- Exercise passage
When you're writing, you can often take your time. Too little knowledge, though, and it will require a lot of homework.
1- You may remember only the initial state and the brain does the rest, like with mnemonics
2- You may remember only the initial steps towards a solution, like knowing the assumptions and one or two insights to a mathematical proof?
I'd say a Zettlekasten user would agree with you if you mean 1
Brains are for thinking. Documents / PKM systems / tools are for remembering.
IOW: take notes, write things down.
FWIW I have a degree in cognitive psychology (psychobiology, neuroanatomy, human perception) and am an amateur neuroscientist. Somewhat familiar w/ the brain. :)
I'd read Spontaneous Brain by Northoff (Copernican, irreducible neuroscience) or oscillatory neurobiology Buzsaki.
The brain is lossless.
I would agree that external forms of memory are evolutionarily progressive, that ability to utilize the external forms requires a lossless relationship.
Once we grasp the infinitely inferior external of arbitrariness (symbols words) are correlated through superior, lossless, concatenated internals (action-neural-spatial-syntax), until we can externalize that direct perception, the externals are deeply inferior, lossy forms.
“We refute (based on empirical evidence) claims that humans use linguistic representations to think.” Ev Fedorenko Language Lab MIT 2024
Nothing is lossless.
Without direct perception, and using such poor tools as symbols and narratives to externalize memory, we're deeply impoverished as to the nature of memory and our ability to access it. But once we have a better grasp of the neuronal units, spatial-syntax, we will unlock every memory.
https://pmc.ncbi.nlm.nih.gov/articles/PMC10500127/
Also to consider are the shapes and phases between oscillation. "It’s high dimensional complexity; the mind is an attractor in high dimensional phase space formed between neural oscillators." Emergent properties are not reducible to their constituent parts.

- Data segment
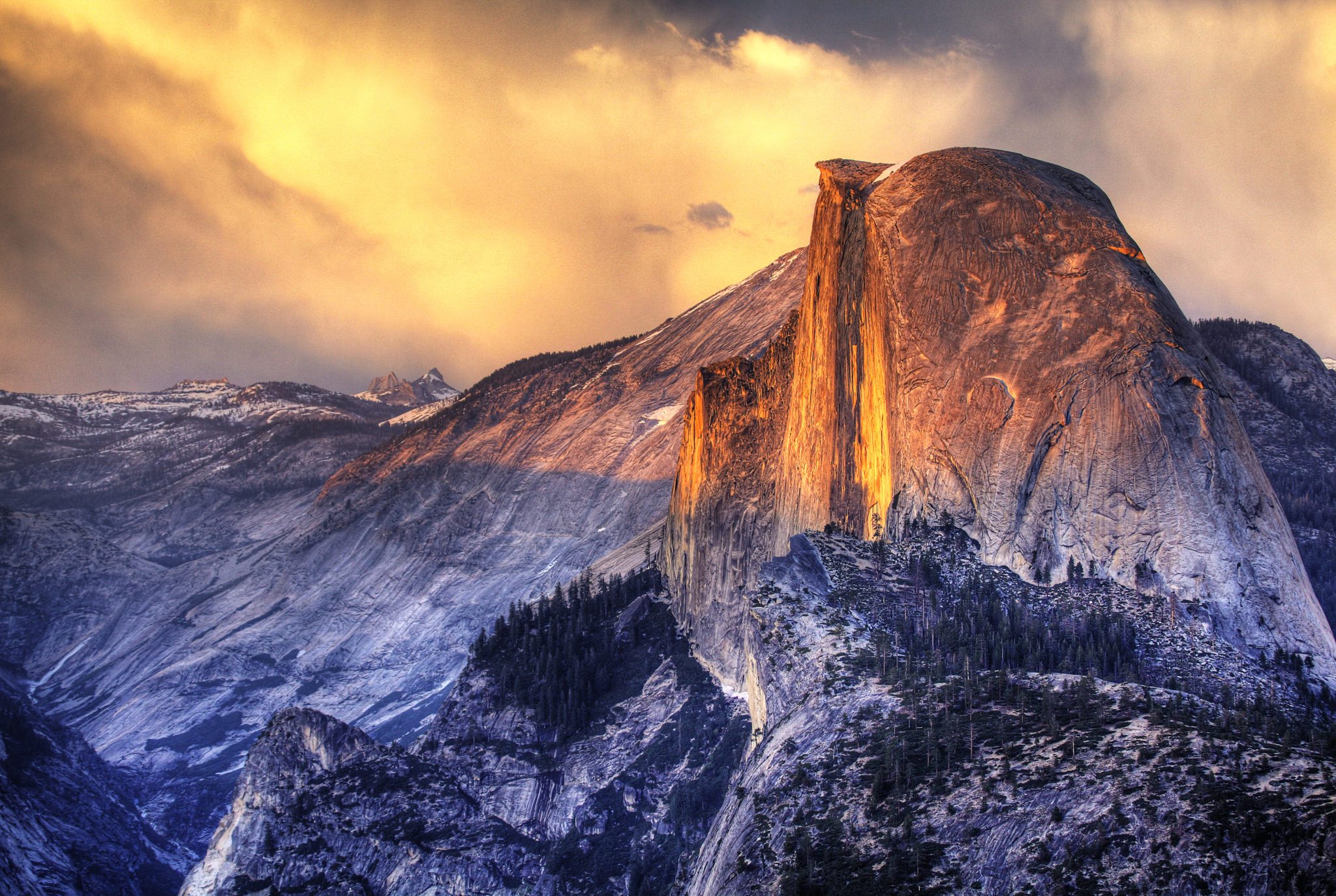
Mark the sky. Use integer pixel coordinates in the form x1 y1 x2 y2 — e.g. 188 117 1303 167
0 0 1336 391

- Problem statement
From the discussion about memory and the brain, copy word for word the passage between "When you're writing, you" and "are for remembering.", inclusive.

- Written response
When you're writing, you can often take your time. Too little knowledge, though, and it will require a lot of homework.
1- You may remember only the initial state and the brain does the rest, like with mnemonics
2- You may remember only the initial steps towards a solution, like knowing the assumptions and one or two insights to a mathematical proof?
I'd say a Zettlekasten user would agree with you if you mean 1
Brains are for thinking. Documents / PKM systems / tools are for remembering.